__Task description__: Quote the listing word for word, starting at its first line and ending with the line that contains "109), (169, 101)]]", including both of those lines. Leave the pictures out of your answer.

┌─ Data for the task

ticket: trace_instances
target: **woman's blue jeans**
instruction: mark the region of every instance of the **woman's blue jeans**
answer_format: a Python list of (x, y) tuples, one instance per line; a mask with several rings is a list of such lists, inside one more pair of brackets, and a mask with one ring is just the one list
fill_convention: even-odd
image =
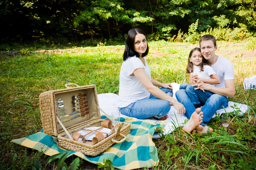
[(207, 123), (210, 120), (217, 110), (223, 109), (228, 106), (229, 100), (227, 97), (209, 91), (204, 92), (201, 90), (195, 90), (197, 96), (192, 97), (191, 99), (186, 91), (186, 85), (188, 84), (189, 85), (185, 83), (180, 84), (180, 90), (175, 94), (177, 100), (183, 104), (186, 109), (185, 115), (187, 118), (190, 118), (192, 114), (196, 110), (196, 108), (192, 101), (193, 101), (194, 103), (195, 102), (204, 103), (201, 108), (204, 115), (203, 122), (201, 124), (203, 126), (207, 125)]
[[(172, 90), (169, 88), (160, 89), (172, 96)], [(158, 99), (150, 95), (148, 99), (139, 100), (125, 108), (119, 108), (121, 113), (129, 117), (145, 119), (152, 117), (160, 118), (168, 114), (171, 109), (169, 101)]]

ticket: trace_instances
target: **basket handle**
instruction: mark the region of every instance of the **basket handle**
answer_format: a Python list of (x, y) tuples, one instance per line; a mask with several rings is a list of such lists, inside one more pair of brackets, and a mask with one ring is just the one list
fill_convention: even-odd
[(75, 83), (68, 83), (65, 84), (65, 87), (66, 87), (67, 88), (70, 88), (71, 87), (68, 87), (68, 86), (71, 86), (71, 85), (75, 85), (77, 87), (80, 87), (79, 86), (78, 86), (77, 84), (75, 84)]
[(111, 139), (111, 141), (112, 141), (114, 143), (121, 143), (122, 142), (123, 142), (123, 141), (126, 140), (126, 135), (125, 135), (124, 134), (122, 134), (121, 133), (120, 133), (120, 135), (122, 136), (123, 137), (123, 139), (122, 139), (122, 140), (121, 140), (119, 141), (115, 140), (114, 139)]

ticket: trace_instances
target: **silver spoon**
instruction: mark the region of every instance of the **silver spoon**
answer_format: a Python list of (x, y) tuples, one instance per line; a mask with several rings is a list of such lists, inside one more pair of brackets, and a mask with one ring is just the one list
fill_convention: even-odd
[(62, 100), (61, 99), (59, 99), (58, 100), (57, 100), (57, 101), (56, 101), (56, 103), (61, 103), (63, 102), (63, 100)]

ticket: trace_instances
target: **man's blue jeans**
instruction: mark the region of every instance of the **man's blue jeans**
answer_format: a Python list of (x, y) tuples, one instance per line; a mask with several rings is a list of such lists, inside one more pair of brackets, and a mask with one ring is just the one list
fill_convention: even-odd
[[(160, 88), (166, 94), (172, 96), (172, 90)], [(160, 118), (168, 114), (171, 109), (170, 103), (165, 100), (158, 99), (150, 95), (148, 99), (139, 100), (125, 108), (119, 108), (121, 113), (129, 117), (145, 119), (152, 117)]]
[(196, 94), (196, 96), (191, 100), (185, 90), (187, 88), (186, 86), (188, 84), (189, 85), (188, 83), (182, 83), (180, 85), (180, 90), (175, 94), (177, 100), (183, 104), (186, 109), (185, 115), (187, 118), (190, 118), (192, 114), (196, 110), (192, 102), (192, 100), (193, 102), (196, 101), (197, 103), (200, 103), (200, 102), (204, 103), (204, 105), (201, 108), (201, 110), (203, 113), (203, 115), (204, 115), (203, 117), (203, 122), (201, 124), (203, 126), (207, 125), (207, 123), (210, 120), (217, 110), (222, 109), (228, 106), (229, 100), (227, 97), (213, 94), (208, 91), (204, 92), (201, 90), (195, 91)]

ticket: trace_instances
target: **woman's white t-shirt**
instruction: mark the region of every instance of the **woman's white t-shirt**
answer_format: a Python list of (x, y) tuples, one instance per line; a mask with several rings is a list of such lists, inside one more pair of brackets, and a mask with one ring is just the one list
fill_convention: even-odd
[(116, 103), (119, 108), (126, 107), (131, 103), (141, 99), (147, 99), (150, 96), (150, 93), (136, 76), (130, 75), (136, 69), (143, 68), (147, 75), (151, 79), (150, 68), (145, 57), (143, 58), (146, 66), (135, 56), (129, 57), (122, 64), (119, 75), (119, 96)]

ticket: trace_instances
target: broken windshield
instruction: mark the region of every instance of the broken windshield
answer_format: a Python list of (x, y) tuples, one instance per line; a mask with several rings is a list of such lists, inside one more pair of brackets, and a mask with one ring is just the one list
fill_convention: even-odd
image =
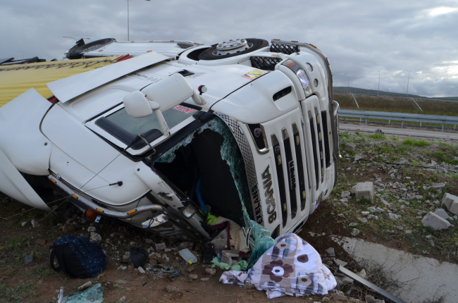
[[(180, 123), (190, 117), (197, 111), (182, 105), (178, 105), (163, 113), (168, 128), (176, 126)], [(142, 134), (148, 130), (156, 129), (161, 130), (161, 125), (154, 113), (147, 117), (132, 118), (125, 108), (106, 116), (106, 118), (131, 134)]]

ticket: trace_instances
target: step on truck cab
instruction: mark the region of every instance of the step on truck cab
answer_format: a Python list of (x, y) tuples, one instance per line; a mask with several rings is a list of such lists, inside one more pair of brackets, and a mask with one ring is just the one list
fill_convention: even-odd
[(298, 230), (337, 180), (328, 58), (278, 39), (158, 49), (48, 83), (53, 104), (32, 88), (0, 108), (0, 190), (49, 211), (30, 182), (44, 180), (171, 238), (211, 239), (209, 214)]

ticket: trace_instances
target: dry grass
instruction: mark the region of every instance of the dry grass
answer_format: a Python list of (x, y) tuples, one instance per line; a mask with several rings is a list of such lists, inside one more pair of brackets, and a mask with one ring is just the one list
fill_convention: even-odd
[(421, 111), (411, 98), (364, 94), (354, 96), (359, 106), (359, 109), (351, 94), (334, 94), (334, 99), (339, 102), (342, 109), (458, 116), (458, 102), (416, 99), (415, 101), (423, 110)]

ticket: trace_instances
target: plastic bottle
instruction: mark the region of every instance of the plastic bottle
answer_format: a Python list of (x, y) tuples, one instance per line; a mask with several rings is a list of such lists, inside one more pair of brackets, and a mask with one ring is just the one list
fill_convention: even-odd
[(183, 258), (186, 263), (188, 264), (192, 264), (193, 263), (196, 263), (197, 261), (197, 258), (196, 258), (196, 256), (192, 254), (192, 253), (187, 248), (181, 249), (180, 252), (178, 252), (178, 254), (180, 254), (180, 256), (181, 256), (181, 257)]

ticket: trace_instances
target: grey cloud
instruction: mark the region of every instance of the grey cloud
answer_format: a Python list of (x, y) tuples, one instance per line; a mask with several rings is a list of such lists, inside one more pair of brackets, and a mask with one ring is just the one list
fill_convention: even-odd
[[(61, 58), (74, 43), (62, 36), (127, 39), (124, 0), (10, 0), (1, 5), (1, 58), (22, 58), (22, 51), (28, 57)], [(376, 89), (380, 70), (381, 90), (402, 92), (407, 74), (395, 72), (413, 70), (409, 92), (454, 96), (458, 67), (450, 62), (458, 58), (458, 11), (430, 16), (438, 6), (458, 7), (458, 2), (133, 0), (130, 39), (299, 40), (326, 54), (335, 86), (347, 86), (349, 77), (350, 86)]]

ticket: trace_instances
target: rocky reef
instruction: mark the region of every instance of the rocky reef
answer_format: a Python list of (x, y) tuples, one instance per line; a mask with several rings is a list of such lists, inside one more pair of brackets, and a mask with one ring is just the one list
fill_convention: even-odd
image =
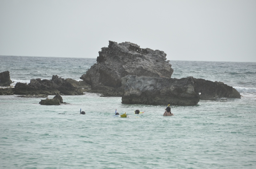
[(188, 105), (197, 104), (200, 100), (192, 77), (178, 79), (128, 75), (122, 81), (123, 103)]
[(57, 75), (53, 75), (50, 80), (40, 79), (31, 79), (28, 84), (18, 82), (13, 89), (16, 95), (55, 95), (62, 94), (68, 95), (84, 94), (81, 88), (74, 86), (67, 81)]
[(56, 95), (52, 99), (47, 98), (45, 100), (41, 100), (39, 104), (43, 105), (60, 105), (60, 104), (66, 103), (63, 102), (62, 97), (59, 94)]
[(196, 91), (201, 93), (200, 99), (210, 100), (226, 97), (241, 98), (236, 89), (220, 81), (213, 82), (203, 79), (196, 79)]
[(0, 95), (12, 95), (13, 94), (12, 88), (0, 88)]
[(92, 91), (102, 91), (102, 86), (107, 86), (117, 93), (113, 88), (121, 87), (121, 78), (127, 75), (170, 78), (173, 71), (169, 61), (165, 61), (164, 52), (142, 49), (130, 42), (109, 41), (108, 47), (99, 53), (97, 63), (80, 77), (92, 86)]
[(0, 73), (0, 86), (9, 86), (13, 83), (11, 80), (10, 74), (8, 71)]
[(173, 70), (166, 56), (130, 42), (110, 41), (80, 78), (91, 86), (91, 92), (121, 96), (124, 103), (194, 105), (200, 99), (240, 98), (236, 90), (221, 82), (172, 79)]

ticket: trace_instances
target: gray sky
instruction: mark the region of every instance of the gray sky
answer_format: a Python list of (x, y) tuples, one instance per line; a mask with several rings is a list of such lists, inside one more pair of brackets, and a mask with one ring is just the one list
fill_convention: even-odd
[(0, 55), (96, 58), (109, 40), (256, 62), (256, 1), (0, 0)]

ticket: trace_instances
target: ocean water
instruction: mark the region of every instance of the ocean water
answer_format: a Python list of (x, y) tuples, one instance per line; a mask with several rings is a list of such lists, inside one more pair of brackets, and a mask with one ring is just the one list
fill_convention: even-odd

└─

__Complete answer__:
ticket: trace_instances
target: **woman's blue jeans**
instruction: mark the region of every instance of the **woman's blue jeans**
answer_format: a Python list of (x, y) tuples, one instance per line; a mask with several rings is a list of such lists, inside one more pair of brackets, and a mask with one ring is just the one list
fill_convention: even-odd
image =
[(207, 123), (210, 120), (217, 110), (223, 109), (228, 106), (229, 100), (227, 97), (209, 91), (204, 92), (201, 90), (195, 90), (197, 96), (192, 97), (191, 99), (186, 91), (186, 85), (188, 84), (189, 85), (185, 83), (180, 84), (180, 90), (175, 94), (177, 100), (183, 104), (186, 109), (185, 115), (187, 118), (190, 118), (192, 114), (196, 110), (196, 108), (192, 101), (193, 101), (194, 103), (195, 102), (204, 103), (201, 108), (204, 115), (203, 122), (201, 124), (203, 126), (207, 125)]
[[(172, 90), (169, 88), (160, 89), (172, 96)], [(158, 99), (150, 95), (148, 99), (139, 100), (125, 108), (119, 108), (121, 113), (129, 117), (145, 119), (152, 117), (160, 118), (168, 114), (171, 109), (169, 101)]]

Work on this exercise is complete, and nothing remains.